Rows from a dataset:
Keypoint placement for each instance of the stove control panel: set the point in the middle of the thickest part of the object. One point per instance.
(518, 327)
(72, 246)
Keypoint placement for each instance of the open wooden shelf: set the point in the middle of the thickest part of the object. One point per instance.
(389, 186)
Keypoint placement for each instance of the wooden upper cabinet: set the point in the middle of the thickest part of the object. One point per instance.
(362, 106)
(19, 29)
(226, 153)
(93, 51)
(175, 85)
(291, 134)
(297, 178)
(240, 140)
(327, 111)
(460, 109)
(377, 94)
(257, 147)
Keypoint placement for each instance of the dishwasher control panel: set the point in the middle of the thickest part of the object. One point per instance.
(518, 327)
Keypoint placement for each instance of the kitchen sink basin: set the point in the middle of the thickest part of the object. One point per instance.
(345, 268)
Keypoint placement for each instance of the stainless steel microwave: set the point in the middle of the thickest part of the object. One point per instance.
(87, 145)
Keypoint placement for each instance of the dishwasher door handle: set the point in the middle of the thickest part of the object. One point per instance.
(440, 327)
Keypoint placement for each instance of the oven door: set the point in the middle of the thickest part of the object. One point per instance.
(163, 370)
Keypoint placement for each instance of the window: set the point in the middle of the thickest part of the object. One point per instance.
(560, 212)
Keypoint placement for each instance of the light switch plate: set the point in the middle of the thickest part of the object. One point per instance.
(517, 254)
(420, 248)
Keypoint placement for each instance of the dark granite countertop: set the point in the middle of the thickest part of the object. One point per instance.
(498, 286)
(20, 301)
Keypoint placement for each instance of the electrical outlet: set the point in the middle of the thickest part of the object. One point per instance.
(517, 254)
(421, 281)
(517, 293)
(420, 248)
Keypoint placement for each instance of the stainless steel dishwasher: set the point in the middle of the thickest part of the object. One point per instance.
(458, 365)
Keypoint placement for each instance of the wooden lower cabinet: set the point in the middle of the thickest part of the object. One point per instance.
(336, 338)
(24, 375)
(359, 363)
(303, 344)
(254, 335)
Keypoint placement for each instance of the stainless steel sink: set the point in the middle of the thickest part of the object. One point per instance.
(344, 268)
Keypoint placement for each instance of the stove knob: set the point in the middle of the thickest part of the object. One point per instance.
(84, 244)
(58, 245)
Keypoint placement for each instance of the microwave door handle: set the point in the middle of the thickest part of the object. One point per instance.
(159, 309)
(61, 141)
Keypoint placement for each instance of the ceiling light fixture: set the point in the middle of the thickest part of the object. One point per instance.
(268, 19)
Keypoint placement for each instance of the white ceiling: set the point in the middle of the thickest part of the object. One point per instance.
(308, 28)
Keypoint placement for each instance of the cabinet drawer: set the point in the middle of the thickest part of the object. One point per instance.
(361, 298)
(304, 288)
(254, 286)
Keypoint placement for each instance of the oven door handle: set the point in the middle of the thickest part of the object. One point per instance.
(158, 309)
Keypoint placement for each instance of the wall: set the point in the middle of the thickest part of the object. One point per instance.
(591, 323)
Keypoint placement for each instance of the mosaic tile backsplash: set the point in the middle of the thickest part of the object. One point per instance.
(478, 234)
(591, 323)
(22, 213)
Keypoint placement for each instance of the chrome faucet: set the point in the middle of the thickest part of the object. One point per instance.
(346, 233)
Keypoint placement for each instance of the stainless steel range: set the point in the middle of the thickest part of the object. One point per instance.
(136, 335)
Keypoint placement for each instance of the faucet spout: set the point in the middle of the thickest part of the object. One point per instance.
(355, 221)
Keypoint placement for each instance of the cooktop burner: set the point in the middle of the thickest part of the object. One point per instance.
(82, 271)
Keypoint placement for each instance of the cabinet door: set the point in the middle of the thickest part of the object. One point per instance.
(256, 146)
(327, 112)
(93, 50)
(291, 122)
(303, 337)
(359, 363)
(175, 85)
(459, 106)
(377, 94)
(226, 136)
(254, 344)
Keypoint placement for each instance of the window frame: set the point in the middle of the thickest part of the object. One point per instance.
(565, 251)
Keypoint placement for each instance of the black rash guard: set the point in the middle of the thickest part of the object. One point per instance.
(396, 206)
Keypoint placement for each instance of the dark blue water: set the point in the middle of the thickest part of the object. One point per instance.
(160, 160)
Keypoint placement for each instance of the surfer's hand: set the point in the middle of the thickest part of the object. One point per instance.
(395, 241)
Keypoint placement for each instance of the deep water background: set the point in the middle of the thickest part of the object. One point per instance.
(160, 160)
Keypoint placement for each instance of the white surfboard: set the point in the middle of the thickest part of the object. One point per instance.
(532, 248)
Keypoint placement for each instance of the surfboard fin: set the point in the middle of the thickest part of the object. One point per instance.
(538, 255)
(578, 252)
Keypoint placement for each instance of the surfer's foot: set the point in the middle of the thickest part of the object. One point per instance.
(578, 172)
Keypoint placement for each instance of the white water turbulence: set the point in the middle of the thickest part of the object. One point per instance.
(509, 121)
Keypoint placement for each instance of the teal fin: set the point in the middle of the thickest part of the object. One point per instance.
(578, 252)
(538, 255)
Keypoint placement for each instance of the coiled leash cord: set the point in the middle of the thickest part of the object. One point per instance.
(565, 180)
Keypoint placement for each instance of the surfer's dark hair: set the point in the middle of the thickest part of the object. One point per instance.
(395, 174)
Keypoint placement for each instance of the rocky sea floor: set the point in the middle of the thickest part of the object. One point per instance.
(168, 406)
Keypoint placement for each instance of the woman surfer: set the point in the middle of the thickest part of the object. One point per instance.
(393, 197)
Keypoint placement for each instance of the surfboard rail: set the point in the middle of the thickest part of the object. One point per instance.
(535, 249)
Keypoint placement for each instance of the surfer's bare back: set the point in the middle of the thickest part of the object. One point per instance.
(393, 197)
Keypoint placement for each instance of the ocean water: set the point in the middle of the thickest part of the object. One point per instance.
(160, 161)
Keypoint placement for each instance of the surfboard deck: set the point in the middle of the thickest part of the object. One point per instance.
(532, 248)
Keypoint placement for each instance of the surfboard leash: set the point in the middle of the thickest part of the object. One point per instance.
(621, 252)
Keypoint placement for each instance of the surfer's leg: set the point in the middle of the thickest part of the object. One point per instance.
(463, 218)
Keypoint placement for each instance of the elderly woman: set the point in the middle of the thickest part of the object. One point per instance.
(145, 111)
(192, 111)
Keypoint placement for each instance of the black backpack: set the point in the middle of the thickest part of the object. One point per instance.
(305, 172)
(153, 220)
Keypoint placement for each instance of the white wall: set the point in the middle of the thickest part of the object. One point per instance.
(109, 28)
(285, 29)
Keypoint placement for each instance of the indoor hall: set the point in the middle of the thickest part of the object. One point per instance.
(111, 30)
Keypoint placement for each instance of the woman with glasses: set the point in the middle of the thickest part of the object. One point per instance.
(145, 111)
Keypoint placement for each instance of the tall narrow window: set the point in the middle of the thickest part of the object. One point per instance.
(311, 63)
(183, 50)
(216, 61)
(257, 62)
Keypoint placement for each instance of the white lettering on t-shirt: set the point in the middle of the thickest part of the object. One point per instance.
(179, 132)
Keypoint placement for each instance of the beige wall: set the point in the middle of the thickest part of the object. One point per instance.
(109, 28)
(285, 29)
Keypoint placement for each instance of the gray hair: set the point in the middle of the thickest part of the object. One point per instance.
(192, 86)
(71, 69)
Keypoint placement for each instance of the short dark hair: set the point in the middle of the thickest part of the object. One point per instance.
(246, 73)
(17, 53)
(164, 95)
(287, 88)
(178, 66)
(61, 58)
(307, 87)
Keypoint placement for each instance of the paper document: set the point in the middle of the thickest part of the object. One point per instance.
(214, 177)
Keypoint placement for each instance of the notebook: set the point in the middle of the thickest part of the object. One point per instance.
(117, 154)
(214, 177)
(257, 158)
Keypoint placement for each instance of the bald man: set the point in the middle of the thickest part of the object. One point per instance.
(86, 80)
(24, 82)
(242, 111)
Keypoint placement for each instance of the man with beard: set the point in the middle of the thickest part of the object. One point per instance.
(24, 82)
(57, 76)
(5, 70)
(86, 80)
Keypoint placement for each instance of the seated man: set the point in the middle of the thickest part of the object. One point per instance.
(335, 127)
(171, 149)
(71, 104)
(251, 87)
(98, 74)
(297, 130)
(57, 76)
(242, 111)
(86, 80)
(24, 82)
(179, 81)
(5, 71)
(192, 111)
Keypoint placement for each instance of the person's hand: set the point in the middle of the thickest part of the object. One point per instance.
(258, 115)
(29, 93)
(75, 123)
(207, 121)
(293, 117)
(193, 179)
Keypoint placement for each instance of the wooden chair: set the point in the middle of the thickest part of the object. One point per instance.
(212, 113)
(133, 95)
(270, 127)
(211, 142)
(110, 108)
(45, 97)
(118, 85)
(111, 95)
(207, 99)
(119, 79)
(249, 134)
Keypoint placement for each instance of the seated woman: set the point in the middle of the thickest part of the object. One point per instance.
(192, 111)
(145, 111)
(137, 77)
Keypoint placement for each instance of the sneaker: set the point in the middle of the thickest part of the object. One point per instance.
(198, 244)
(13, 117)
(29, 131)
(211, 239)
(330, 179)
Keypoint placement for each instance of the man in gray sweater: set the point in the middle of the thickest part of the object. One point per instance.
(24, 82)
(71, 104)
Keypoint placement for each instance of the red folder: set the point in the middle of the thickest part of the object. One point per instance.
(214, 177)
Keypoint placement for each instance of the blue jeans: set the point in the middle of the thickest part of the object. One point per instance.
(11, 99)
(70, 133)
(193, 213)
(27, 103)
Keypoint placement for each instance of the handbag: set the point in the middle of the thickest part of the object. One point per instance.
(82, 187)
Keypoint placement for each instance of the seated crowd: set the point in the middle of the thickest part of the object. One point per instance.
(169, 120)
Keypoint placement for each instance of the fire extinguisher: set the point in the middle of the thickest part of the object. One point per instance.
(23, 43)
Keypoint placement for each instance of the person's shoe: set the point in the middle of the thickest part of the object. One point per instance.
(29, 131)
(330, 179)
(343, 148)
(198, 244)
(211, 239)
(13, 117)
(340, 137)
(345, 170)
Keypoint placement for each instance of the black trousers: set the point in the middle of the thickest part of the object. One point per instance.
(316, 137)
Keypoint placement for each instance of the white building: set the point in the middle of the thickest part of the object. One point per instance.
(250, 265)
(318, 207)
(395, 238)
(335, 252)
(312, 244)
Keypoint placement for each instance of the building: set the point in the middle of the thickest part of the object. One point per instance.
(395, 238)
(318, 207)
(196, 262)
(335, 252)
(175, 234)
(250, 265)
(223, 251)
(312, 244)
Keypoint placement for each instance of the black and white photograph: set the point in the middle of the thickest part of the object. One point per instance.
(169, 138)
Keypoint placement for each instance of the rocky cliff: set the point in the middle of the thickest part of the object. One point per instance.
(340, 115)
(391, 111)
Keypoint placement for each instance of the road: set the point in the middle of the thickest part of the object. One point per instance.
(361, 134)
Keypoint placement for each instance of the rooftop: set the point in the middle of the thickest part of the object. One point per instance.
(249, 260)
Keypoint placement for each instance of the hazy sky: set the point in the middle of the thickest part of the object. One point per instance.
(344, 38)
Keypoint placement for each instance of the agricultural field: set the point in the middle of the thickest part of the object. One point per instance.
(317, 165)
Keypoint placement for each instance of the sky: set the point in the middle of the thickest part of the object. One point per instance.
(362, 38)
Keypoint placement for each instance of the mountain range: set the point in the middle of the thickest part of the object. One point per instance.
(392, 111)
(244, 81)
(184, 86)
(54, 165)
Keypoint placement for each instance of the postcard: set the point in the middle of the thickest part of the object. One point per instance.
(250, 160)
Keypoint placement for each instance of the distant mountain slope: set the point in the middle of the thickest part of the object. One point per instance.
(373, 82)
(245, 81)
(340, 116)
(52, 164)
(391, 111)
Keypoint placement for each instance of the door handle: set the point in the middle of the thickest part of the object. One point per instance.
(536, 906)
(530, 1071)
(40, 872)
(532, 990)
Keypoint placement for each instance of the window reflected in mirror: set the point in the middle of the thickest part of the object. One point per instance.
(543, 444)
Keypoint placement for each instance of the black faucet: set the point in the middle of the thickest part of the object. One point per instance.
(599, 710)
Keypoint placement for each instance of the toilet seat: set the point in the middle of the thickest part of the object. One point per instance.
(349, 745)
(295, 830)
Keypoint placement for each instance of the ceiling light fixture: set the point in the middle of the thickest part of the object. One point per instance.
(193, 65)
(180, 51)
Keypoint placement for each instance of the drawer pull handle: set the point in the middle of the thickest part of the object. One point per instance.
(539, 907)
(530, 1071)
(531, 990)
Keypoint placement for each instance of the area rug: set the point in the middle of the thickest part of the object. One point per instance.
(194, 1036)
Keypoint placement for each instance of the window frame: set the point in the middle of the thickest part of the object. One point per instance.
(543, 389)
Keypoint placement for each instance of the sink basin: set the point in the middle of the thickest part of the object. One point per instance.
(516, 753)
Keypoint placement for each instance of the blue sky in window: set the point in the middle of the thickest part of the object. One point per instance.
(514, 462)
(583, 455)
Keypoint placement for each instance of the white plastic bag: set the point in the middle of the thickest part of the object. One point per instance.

* [Exercise brief]:
Quote only the lines from the line containing "Keypoint placement for each instance of the window reflected" through the end of the entries, keeping the first and the last.

* [Correct answer]:
Keypoint placement for each instance of the window reflected in mirror: set the point in the middle of the thickest part of the object. One point per instance.
(543, 444)
Keypoint placement for each instance of the black faucet: set the point in the middle of the thickest part of the object. One point per instance.
(599, 710)
Keypoint placement for each instance of the toilet seat: set the point in the middle of the thickest part of the object. One point per instance.
(349, 745)
(295, 830)
Keypoint placement for each instance of the ceiling light fixture: set the point in the middle of the thickest part of the object. One point per instance.
(193, 65)
(180, 51)
Keypoint placement for each instance of the drawer pull handle: set the point in the middle of the thickest part of the object. One point per instance.
(539, 907)
(530, 1071)
(531, 990)
Keypoint placement for each instance of the area rug: set the point in the middle of the thickest part of the object. One point per instance.
(194, 1036)
Keypoint placement for each instance of the window frame: set the point in the middle of the thickest part of the object. One point per instance.
(543, 389)
Keypoint placement for each instance of the sink basin: set the point in the middle of the thickest part of the object. One point per instance.
(516, 753)
Keypoint placement for each instance of the blue sky in window: set the point in the middle of the thickest part of the object. One point per instance.
(514, 462)
(583, 455)
Keypoint placement for each instance of the white plastic bag: set the point in the middle of the thickest part of the object. One point per instance.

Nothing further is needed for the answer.